The Jewish Welfare Federation is working with the Community Fund to provide day to day service to dependents and to maintain organizations on an emergency basis.

Cash to feed and shelter 400 dependent families, to care for aged men and women, and to provide food for employees is the goal toward which the entire staff of the Jewish Welfare Federation has bent its efforts this past week. The Jewish Old Folks Home, the House of Shelter, and the Unemployment Emergency Council depend for their existence on the amount of currency which can be raised to meet the present financial crisis.

All members of the Federation staff turned collectors last week, in a united effort to bring in every dollar of currency that was available from campaign subscriptions.

Plans for relief agencies are being drawn up by a sub-committee, of which Kurt Peiser, executive director of the Federation, is chairman. Under this arrangement the Jewish Social Service Bureau will function as a unit within the Community Fund and work in closer co-operation with the Department of Public Welfare. It is probable that the Bureau will take over a large group of Jewish families for active case work, and that in return the financing of all dependent families will fall under the jurisdiction of the city department.

### DATA SUPPLIED
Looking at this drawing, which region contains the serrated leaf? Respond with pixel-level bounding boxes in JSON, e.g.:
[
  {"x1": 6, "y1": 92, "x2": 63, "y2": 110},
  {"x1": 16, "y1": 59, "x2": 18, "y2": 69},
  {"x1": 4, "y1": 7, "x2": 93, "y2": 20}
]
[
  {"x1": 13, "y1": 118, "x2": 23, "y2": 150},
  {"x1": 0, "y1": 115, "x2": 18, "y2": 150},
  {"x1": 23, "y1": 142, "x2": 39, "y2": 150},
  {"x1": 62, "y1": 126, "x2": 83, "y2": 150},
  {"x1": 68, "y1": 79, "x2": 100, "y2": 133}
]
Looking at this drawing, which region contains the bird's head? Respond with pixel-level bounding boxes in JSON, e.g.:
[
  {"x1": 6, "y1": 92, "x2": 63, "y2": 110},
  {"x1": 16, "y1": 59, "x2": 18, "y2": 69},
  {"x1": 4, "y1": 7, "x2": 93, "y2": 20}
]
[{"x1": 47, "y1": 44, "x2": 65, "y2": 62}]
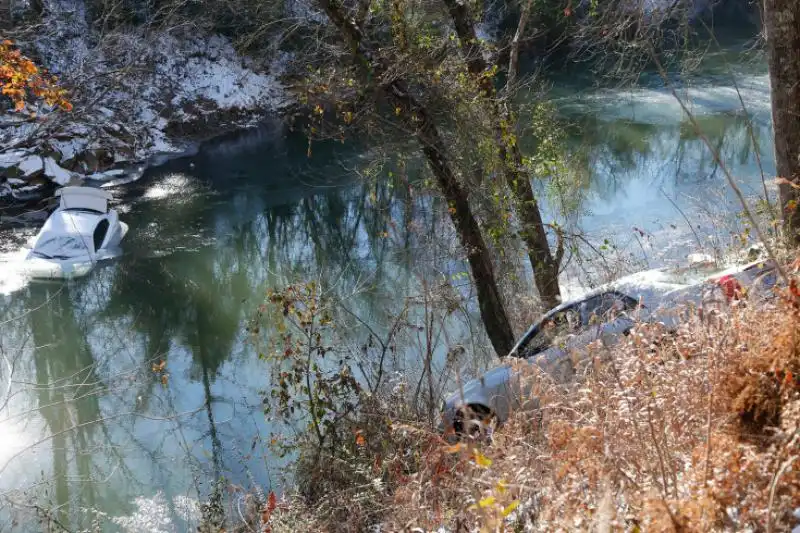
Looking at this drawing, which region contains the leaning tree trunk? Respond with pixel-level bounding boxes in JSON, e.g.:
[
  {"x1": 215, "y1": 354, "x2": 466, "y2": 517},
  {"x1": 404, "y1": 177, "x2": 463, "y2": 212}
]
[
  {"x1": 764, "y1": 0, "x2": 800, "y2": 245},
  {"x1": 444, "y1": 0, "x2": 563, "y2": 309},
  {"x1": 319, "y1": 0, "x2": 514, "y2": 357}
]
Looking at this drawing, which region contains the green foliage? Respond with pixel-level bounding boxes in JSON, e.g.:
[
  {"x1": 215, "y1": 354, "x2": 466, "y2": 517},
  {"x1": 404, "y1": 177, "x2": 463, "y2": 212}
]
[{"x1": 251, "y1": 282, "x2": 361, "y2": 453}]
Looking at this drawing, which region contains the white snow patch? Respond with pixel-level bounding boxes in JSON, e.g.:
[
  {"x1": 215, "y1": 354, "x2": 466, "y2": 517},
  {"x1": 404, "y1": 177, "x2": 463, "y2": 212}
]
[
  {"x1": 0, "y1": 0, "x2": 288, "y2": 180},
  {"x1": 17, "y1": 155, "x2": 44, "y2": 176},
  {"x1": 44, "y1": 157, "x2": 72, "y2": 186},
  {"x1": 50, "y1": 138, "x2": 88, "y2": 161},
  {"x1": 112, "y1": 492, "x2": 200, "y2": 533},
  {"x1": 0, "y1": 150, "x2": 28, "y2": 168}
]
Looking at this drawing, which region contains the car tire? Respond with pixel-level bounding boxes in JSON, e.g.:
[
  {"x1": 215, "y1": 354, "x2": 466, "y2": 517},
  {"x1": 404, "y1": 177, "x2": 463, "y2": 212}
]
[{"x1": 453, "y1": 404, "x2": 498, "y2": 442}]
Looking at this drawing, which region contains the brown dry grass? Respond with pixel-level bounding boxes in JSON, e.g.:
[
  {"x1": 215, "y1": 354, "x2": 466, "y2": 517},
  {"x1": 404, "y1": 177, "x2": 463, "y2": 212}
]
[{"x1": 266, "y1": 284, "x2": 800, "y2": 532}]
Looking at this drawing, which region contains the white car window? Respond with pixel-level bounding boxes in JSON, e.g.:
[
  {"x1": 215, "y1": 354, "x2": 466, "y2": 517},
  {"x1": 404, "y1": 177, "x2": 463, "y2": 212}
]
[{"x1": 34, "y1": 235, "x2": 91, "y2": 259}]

### WHAT THE TASK ASKS
Please answer these questions using the text about the Jewish Welfare Federation:
1. How many dependent families is the cash meant to feed and shelter?
2. Who is chairman of the sub-committee drawing up plans for relief agencies?
3. Which agency will function as a unit within the Community Fund?
The records are separate material and are not connected to the text about the Jewish Welfare Federation.

### OUTPUT BELOW
1. 400 dependent families.
2. Kurt Peiser, executive director of the Federation.
3. The Jewish Social Service Bureau.